>> BEGIN Available records

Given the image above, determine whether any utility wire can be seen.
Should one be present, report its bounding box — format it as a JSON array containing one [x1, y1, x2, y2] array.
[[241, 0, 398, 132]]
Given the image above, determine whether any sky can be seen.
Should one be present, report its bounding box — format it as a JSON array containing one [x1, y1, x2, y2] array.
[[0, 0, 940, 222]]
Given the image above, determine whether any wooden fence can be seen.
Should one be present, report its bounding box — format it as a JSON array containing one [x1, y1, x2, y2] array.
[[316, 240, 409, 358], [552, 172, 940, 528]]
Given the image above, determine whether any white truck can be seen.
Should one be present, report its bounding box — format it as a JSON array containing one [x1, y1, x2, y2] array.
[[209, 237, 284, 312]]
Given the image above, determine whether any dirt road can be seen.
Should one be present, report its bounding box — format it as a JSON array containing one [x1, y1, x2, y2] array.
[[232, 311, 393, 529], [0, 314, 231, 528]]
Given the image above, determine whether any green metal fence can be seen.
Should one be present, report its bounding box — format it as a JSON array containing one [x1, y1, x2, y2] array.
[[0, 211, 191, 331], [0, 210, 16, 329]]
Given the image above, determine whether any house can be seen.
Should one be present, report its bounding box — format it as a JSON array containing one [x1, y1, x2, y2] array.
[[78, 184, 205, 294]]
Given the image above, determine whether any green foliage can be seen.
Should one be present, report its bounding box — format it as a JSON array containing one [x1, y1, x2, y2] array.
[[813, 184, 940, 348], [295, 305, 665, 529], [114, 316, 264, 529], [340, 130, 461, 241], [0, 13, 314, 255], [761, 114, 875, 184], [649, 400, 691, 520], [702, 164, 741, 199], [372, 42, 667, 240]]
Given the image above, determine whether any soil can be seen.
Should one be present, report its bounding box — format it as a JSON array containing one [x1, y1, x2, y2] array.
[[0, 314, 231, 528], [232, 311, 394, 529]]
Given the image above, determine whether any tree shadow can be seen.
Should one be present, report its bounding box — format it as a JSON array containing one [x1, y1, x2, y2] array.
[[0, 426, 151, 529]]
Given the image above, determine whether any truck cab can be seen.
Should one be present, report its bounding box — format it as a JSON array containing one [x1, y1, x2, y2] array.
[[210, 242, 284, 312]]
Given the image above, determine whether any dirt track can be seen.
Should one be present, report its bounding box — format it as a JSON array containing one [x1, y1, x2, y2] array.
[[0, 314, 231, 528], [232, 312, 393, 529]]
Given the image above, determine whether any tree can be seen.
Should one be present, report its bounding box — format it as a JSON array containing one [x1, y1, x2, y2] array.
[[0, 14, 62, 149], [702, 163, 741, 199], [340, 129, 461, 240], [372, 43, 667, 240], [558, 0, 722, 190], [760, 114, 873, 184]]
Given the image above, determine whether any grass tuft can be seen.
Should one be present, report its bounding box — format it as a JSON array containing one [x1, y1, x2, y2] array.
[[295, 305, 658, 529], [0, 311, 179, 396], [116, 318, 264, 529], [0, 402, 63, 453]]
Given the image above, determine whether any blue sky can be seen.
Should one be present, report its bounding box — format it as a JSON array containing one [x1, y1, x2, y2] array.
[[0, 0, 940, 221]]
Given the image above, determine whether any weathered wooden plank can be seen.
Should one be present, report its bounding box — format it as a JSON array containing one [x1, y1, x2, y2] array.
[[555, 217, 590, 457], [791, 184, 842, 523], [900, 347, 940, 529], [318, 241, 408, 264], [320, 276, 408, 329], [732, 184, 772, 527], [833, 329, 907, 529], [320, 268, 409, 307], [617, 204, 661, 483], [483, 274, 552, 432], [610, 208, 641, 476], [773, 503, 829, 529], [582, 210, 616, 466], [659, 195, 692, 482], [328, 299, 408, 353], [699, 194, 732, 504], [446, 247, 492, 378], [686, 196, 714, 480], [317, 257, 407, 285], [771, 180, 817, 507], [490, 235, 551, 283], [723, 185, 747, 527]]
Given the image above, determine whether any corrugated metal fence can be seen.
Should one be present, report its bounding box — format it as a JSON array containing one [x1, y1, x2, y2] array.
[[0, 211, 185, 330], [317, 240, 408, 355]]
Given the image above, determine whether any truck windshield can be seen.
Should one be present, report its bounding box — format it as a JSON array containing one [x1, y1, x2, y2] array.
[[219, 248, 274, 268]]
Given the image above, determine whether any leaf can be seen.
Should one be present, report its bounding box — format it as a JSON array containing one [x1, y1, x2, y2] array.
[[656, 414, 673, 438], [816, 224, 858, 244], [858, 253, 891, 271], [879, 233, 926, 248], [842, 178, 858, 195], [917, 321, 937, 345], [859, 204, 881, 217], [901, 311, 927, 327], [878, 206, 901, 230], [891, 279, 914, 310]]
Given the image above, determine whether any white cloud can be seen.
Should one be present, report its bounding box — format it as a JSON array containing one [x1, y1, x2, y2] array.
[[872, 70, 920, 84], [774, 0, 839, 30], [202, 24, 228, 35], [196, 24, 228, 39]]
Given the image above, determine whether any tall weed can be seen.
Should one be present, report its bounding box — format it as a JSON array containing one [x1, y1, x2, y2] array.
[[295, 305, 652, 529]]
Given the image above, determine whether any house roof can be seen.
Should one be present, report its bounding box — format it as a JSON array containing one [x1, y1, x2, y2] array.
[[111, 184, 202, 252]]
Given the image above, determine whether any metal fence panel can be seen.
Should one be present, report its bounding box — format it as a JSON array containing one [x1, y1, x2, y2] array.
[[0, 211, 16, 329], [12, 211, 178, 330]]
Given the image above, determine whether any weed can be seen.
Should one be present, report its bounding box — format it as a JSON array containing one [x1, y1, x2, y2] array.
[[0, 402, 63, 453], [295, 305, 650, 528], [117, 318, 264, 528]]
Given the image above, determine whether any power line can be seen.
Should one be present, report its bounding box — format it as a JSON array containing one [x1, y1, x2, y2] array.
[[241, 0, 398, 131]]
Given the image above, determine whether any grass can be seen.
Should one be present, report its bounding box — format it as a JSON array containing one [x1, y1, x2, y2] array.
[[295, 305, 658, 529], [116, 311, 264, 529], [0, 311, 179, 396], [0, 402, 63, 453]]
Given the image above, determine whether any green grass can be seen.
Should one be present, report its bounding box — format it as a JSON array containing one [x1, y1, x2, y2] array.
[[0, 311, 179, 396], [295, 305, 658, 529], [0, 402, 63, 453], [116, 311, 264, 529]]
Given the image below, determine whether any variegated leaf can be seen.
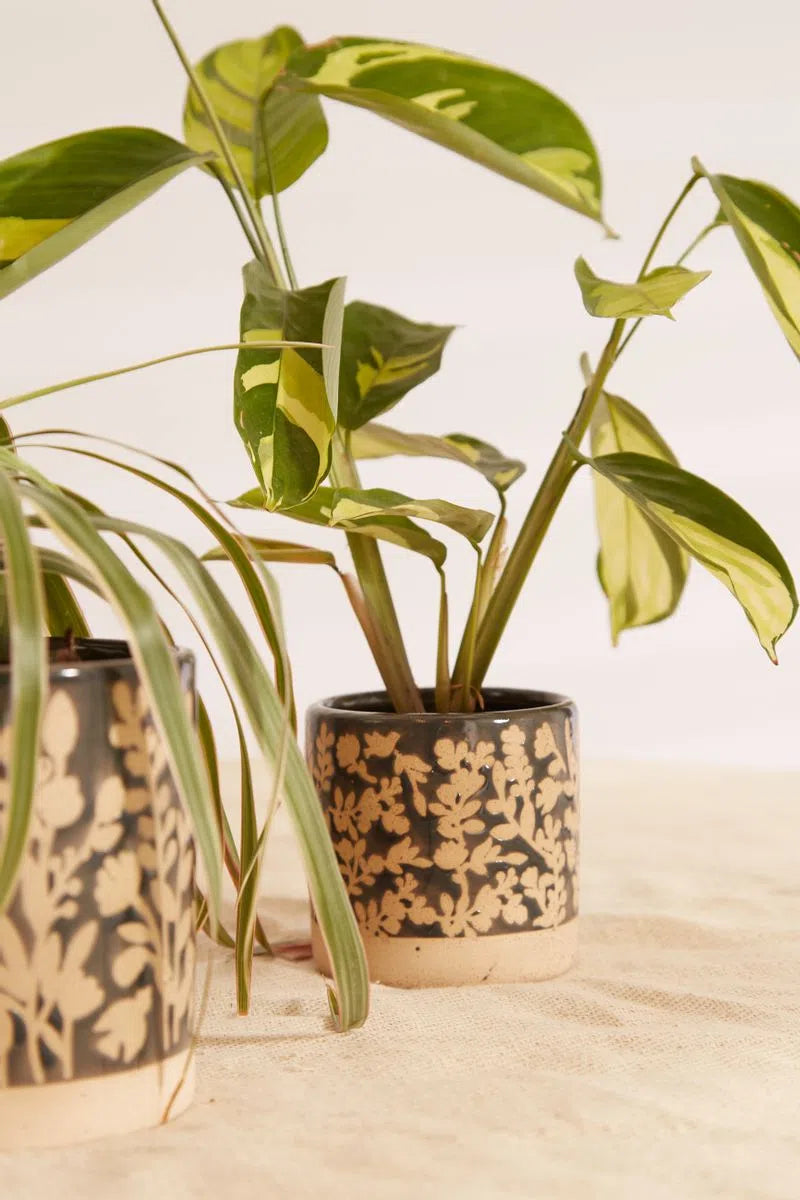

>> END Available records

> _Exercise task_: Identify each line in the data above that contains the word "wooden" and copy those lines in full. Case counts when matching.

> _Answer to the task_:
Given the image above, determine whether any wooden fence can be seen.
Given the image above, determine whether any weathered wooden plank can be seen.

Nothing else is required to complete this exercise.